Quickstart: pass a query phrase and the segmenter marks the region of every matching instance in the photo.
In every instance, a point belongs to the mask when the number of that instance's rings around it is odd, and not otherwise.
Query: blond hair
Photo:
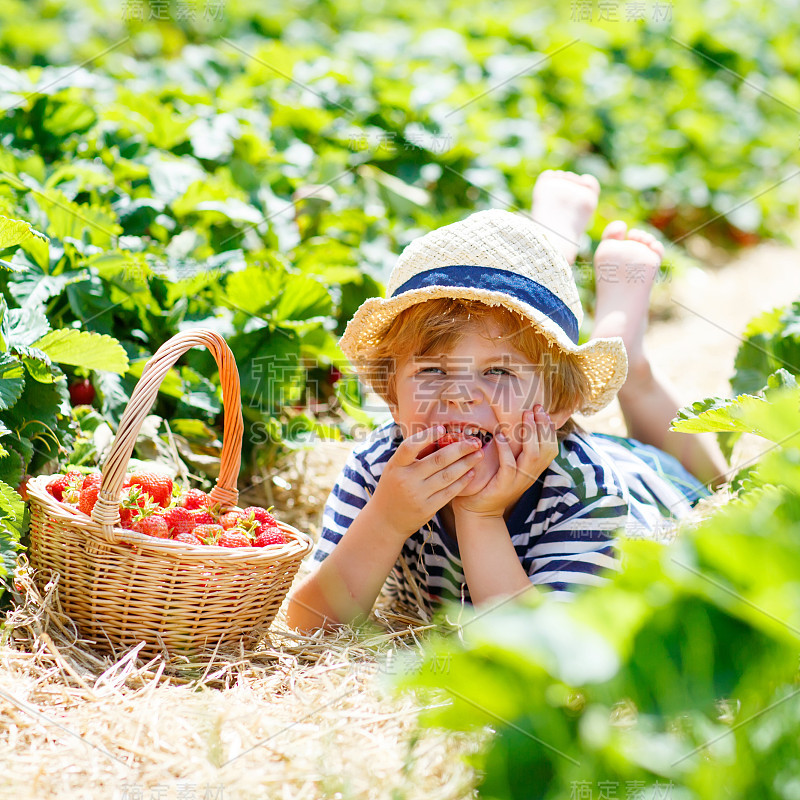
[[[505,341],[542,368],[548,411],[576,409],[586,402],[591,387],[574,354],[553,345],[520,314],[477,300],[441,297],[401,311],[359,362],[359,372],[383,400],[396,405],[395,373],[400,360],[447,353],[463,337],[467,324],[490,322],[498,325]],[[559,429],[559,439],[577,428],[570,417]]]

____________________

> **Challenge**
Copy every line of the items above without changing a word, and leave the pictures out.

> **Output of the task**
Quickstart: pass a query phrase and the segmenter marks the region of every matching instance in the photo.
In every instance, a point belongs to the mask when the number of that instance's rings around it is odd, and not otherwise.
Query: blond hair
Photo:
[[[505,341],[542,368],[548,411],[576,409],[586,402],[591,387],[574,354],[553,345],[520,314],[477,300],[441,297],[401,311],[359,362],[359,372],[383,400],[396,405],[395,373],[400,360],[447,353],[463,337],[467,324],[490,322],[498,325]],[[559,429],[559,439],[577,428],[570,417]]]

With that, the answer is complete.